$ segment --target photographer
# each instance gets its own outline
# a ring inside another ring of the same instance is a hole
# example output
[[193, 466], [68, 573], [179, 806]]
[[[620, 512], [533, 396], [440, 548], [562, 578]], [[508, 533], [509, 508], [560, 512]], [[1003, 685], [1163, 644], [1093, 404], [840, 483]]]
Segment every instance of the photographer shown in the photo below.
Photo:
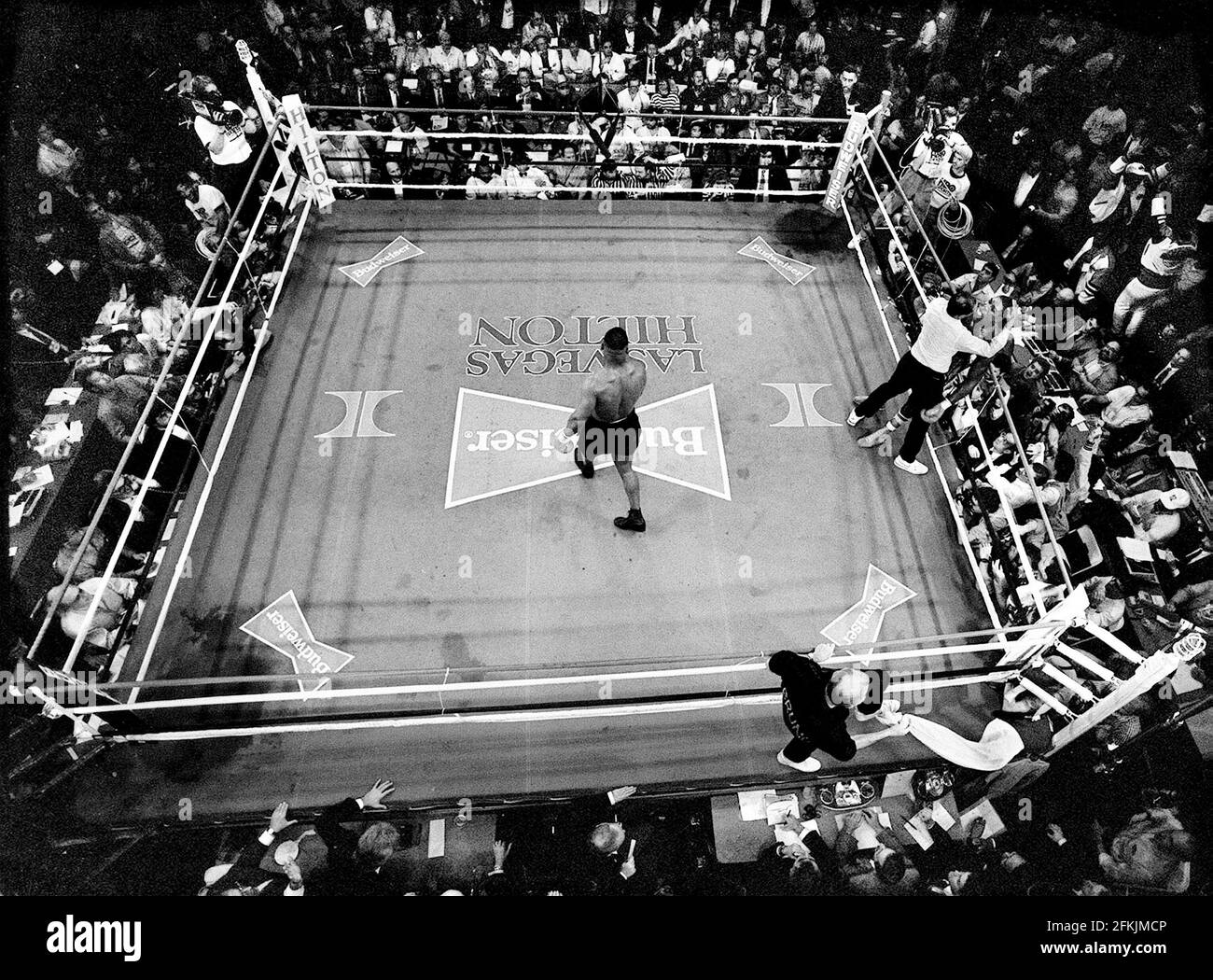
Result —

[Work instructions] Output the records above word for word, character for character, keeping every line. Leave out the pictures.

[Result]
$ segment --target photographer
# each instance gets its own outline
# a ring inside another ring of the same instance is a hole
# example output
[[193, 466], [68, 573], [179, 806]]
[[[620, 512], [533, 396], [440, 548], [562, 578]], [[508, 533], [509, 508], [560, 512]], [[1003, 685], [1163, 644], [1093, 404], [840, 483]]]
Segment every instance of the photographer shown in the photo below.
Photo:
Result —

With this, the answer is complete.